I'm still trying to debug the crash detailed in Crash in std::make_exception_ptr on AIX
Had the thought that it had something to do w/ the use of std::exception_ptr
, since i refactored some code to use that before the crash started to occur
I've managed to reproduce a similar crash using the following code, but only when using MALLOCTYPE=debug MALLOCDEBUG=postfree_checking
#include <cstdio>
#include <exception>
#include <future>
#include <thread>
#include <vector>
std::future<std::exception_ptr> GetExceptionFromDeadThread()
{
return std::async(std::launch::async, []() {
try
{
throw std::invalid_argument("Some string long enough to allocate on the heap? ");
}
catch (...)
{
return std::current_exception();
}
});
}
int main()
{
try
{
constexpr size_t numThreads(100);
std::vector<std::future<std::exception_ptr>> futures;
while (true)
{
for (size_t i = 0; i < numThreads; ++i)
{
futures.push_back(GetExceptionFromDeadThread());
}
while (!futures.empty())
{
auto& future(futures.back());
future.wait();
try
{
std::rethrow_exception(future.get());
}
catch (std::invalid_argument&)

Stored items

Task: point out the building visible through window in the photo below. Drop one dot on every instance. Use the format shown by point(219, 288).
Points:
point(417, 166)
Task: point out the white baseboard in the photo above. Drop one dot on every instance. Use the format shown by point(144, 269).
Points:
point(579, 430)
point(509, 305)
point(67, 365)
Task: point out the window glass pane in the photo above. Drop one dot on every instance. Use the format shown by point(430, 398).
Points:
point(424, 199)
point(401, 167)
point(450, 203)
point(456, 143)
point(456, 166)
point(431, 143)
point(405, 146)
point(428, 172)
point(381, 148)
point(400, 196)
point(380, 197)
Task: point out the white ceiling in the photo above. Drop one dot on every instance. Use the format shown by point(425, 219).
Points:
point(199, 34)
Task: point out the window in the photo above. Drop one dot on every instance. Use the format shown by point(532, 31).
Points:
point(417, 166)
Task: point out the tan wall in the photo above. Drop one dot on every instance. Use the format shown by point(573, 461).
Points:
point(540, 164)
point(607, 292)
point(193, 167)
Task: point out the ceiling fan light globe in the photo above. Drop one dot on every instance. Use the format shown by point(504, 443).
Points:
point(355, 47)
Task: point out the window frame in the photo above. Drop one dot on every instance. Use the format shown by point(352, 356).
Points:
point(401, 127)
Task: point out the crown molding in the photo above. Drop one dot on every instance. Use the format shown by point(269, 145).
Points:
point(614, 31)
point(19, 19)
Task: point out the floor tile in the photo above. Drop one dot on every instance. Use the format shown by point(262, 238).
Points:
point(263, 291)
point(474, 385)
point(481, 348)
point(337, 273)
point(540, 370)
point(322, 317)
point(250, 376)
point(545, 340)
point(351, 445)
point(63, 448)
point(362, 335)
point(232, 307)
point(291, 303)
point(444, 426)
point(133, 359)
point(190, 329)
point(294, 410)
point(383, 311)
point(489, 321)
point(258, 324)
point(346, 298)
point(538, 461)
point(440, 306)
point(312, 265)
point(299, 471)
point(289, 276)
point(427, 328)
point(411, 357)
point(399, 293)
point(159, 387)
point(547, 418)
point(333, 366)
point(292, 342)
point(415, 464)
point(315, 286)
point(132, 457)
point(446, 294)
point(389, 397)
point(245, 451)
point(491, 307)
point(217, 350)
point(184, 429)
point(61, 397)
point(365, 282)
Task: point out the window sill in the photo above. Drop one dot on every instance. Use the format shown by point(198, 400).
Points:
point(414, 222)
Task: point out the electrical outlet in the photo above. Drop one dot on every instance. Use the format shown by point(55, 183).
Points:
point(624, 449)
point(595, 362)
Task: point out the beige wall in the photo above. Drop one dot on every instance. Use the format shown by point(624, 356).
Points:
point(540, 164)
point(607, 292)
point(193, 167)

▶ **Goal of the exercise**: According to the forum post about the AIX crash, under which environment settings does the similar crash reproduce? None of the records are needed.

▶ **Task solution**: Only when using MALLOCTYPE=debug MALLOCDEBUG=postfree_checking.